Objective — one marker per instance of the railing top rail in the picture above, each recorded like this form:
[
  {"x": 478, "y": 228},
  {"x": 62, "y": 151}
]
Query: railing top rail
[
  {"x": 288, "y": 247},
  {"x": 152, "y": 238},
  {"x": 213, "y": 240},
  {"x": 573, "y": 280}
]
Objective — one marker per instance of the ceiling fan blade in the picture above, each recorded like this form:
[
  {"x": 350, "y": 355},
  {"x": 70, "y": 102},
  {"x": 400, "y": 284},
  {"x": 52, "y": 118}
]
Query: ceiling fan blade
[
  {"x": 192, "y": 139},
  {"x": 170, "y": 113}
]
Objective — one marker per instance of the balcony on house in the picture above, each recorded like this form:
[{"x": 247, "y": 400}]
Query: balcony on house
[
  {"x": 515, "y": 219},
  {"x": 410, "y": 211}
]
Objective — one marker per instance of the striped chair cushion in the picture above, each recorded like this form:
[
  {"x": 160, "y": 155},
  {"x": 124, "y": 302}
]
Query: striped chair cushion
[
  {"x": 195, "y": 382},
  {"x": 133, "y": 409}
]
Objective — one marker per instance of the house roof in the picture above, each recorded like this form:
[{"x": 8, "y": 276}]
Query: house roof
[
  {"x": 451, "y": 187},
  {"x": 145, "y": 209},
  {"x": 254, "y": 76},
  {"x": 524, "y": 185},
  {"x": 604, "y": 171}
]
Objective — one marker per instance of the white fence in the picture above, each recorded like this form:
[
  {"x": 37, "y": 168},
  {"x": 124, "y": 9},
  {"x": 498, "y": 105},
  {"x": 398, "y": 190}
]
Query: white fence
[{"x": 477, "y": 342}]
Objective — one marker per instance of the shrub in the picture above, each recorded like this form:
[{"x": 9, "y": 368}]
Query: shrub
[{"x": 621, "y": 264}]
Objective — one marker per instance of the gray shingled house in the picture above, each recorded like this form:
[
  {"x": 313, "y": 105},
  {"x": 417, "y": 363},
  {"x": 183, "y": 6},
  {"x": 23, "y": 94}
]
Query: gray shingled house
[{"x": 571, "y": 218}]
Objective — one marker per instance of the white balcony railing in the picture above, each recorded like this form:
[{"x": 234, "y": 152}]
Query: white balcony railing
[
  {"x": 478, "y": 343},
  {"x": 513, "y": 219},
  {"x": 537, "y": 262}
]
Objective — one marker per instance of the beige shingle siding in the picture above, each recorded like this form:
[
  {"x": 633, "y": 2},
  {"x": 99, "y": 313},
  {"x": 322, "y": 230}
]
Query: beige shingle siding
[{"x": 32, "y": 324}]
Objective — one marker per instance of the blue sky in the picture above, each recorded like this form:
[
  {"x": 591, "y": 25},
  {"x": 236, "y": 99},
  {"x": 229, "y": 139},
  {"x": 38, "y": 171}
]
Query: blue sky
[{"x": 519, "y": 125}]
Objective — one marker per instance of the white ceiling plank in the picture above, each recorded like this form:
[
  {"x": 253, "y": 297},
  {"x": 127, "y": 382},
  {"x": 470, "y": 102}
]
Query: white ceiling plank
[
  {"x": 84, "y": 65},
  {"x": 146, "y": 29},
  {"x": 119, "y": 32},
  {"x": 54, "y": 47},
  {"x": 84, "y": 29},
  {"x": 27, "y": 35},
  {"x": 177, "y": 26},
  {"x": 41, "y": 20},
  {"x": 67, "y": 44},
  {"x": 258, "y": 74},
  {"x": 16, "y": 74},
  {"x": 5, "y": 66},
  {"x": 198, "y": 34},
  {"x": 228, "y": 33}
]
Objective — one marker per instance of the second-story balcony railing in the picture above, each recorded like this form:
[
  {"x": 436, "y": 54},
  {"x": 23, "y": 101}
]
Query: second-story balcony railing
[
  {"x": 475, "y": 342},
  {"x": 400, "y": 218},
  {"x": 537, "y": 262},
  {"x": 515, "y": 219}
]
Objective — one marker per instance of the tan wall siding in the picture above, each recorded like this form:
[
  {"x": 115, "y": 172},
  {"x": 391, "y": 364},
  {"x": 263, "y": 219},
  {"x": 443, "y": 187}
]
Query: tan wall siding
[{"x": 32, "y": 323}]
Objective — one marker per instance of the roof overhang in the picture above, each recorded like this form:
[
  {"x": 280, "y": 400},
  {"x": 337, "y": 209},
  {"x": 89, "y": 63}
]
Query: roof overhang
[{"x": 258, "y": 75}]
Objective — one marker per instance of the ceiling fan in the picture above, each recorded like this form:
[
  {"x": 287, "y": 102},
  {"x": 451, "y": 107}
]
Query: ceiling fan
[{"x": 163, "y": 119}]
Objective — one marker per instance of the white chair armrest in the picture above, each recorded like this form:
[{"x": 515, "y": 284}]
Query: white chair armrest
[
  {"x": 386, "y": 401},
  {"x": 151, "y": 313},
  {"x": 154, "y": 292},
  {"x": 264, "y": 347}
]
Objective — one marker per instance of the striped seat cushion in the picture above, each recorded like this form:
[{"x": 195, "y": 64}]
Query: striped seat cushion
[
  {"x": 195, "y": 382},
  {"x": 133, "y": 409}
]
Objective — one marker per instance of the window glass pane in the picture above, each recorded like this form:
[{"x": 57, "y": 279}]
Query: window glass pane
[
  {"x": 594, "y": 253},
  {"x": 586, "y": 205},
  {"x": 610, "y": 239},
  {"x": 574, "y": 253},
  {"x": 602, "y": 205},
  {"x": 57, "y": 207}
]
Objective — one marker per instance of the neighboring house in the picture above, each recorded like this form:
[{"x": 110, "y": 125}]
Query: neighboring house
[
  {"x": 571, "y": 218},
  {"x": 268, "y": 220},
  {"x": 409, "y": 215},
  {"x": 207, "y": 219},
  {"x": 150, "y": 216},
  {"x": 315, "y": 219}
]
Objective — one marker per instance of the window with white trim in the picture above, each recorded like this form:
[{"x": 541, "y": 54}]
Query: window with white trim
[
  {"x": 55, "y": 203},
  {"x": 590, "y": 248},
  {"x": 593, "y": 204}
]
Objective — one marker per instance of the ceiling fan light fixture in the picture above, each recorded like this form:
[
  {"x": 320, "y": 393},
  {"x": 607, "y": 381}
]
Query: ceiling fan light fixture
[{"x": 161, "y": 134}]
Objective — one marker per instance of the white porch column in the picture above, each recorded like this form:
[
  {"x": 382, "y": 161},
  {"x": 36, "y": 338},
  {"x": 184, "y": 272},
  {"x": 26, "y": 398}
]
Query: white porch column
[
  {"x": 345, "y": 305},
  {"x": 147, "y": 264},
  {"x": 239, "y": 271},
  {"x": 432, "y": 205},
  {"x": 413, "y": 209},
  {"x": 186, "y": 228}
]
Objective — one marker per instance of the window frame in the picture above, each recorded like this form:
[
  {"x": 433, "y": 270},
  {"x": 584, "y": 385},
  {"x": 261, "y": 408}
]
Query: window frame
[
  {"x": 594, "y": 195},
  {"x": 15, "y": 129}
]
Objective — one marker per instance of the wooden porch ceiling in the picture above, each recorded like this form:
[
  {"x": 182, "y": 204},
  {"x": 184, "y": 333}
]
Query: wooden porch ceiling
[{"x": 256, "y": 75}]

_ACTIVITY_
Every line of the material above should be repeated exactly.

_SOLUTION FOR THIS PROBLEM_
Objective — one marker per instance of the railing top rail in the picture above, each recorded like this form:
[
  {"x": 478, "y": 228},
  {"x": 62, "y": 151}
]
Query: railing top rail
[
  {"x": 288, "y": 247},
  {"x": 152, "y": 238},
  {"x": 213, "y": 240},
  {"x": 573, "y": 280}
]
Objective — one marker per instance of the ceiling fan blade in the picture above, each recorded like this form:
[
  {"x": 350, "y": 355},
  {"x": 70, "y": 102},
  {"x": 400, "y": 284},
  {"x": 52, "y": 118}
]
Query: ceiling fan blade
[
  {"x": 192, "y": 139},
  {"x": 170, "y": 113}
]
Objective — one marker per instance of the balcony on house in the picture above, each recorded like this form:
[{"x": 247, "y": 400}]
Query: balcony on house
[
  {"x": 515, "y": 219},
  {"x": 410, "y": 211}
]
Objective — one marker per instance of the striped chair cushion in the picture above, each recorded like this form:
[
  {"x": 160, "y": 155},
  {"x": 124, "y": 302}
]
Query: striped chair cushion
[
  {"x": 195, "y": 382},
  {"x": 133, "y": 409}
]
Objective — one marker per instance of the house roof in the picture above, each recorded like this form:
[{"x": 8, "y": 276}]
Query: house roof
[
  {"x": 451, "y": 187},
  {"x": 145, "y": 209},
  {"x": 254, "y": 76},
  {"x": 524, "y": 185},
  {"x": 604, "y": 171}
]
Objective — one marker per instance of the white fence in the picture above, each recorded like this form:
[
  {"x": 37, "y": 168},
  {"x": 124, "y": 9},
  {"x": 498, "y": 105},
  {"x": 398, "y": 190}
]
Query: white fence
[{"x": 477, "y": 342}]
Objective — one marker per instance of the shrub in the picture above, each recorded like this form:
[{"x": 9, "y": 368}]
Query: shrub
[{"x": 621, "y": 264}]
Objective — one marker per instance of the gray shingled house in the picture above, each recorded like this form:
[
  {"x": 313, "y": 105},
  {"x": 417, "y": 363},
  {"x": 183, "y": 6},
  {"x": 23, "y": 94}
]
Query: gray shingled house
[{"x": 571, "y": 218}]
Objective — one marker per instance of the white balcony railing in the picture above, each recorded like this form:
[{"x": 234, "y": 152}]
Query: white balcony railing
[
  {"x": 478, "y": 343},
  {"x": 513, "y": 219},
  {"x": 537, "y": 262}
]
Objective — one marker per instance of the beige shingle siding in the picture above, each recorded like this form:
[
  {"x": 633, "y": 2},
  {"x": 99, "y": 313},
  {"x": 322, "y": 230}
]
Query: beige shingle siding
[{"x": 32, "y": 324}]
Objective — one marker per instance of the blue sky in the picture above, each recorded like this form:
[
  {"x": 591, "y": 25},
  {"x": 236, "y": 99},
  {"x": 229, "y": 139},
  {"x": 38, "y": 171}
]
Query: blue sky
[{"x": 519, "y": 125}]
Objective — one marker per instance of the white ceiling plank in the picture above, each recorded like this form:
[
  {"x": 253, "y": 297},
  {"x": 127, "y": 382},
  {"x": 470, "y": 102}
]
Query: white ceiling plank
[
  {"x": 84, "y": 65},
  {"x": 146, "y": 29},
  {"x": 119, "y": 32},
  {"x": 54, "y": 47},
  {"x": 84, "y": 29},
  {"x": 27, "y": 35},
  {"x": 177, "y": 26},
  {"x": 41, "y": 20},
  {"x": 67, "y": 44},
  {"x": 258, "y": 74},
  {"x": 16, "y": 74},
  {"x": 5, "y": 66},
  {"x": 198, "y": 34},
  {"x": 228, "y": 33}
]
Objective — one marker per instance of the second-story balcony railing in the picture above, each recorded like this form:
[
  {"x": 436, "y": 54},
  {"x": 23, "y": 101}
]
Query: second-story balcony railing
[
  {"x": 475, "y": 342},
  {"x": 400, "y": 218},
  {"x": 537, "y": 262},
  {"x": 515, "y": 219}
]
Objective — one marker per instance of the tan wall siding in the picture above, each recorded like this form:
[
  {"x": 115, "y": 172},
  {"x": 391, "y": 364},
  {"x": 263, "y": 219},
  {"x": 443, "y": 187}
]
Query: tan wall siding
[{"x": 32, "y": 323}]
Objective — one marker per instance of the roof overhang in the picture above, each recorded like this form:
[
  {"x": 280, "y": 400},
  {"x": 337, "y": 209},
  {"x": 89, "y": 63}
]
Query: roof overhang
[{"x": 258, "y": 75}]
Objective — one marker per instance of the ceiling fan in the picture above, each recorded like this form:
[
  {"x": 287, "y": 102},
  {"x": 451, "y": 107}
]
Query: ceiling fan
[{"x": 163, "y": 119}]
Objective — one marker per instance of the white chair armrest in the picture above, each recorded like this form:
[{"x": 515, "y": 284}]
Query: white chair armrest
[
  {"x": 386, "y": 401},
  {"x": 151, "y": 313},
  {"x": 154, "y": 292},
  {"x": 264, "y": 347}
]
Objective — one marker per instance of the striped seat cushion in the picture above, each recorded like this form:
[{"x": 195, "y": 64}]
Query: striped seat cushion
[
  {"x": 195, "y": 382},
  {"x": 133, "y": 409}
]
Objective — one marker per instance of the window glass pane in the picture above, each recorded like this form:
[{"x": 57, "y": 279}]
Query: window glass pane
[
  {"x": 594, "y": 253},
  {"x": 586, "y": 205},
  {"x": 610, "y": 239},
  {"x": 574, "y": 253},
  {"x": 602, "y": 205},
  {"x": 57, "y": 207}
]
Objective — one marker per instance of the neighboring house in the picture above, each recorded like this form:
[{"x": 110, "y": 125}]
Query: neighboring house
[
  {"x": 571, "y": 218},
  {"x": 268, "y": 220},
  {"x": 409, "y": 215},
  {"x": 207, "y": 219},
  {"x": 150, "y": 216},
  {"x": 315, "y": 219}
]
Objective — one marker per instance of the window with white trim in the picture above, each recorded like this form:
[{"x": 541, "y": 54}]
Query: window with white trim
[
  {"x": 55, "y": 203},
  {"x": 590, "y": 248},
  {"x": 593, "y": 204}
]
Objective — one marker per instance of the ceiling fan light fixture in the picture above, each recorded like this form:
[
  {"x": 320, "y": 393},
  {"x": 607, "y": 381}
]
Query: ceiling fan light fixture
[{"x": 161, "y": 134}]
Objective — one marker per instance of the white porch column in the picture above, each recorded like this form:
[
  {"x": 382, "y": 161},
  {"x": 36, "y": 338},
  {"x": 184, "y": 272},
  {"x": 26, "y": 398}
]
Query: white porch column
[
  {"x": 345, "y": 305},
  {"x": 147, "y": 264},
  {"x": 239, "y": 271},
  {"x": 432, "y": 205},
  {"x": 413, "y": 209},
  {"x": 186, "y": 228}
]
Objective — one marker per instance of the window frame in the picture above, each recorded like this form:
[
  {"x": 433, "y": 270},
  {"x": 584, "y": 385},
  {"x": 261, "y": 408}
]
Query: window frame
[
  {"x": 594, "y": 195},
  {"x": 15, "y": 129}
]
Objective — one marker per instance of the wooden porch ceiling in the picture above, each recorded like this form:
[
  {"x": 182, "y": 204},
  {"x": 184, "y": 333}
]
Query: wooden porch ceiling
[{"x": 256, "y": 75}]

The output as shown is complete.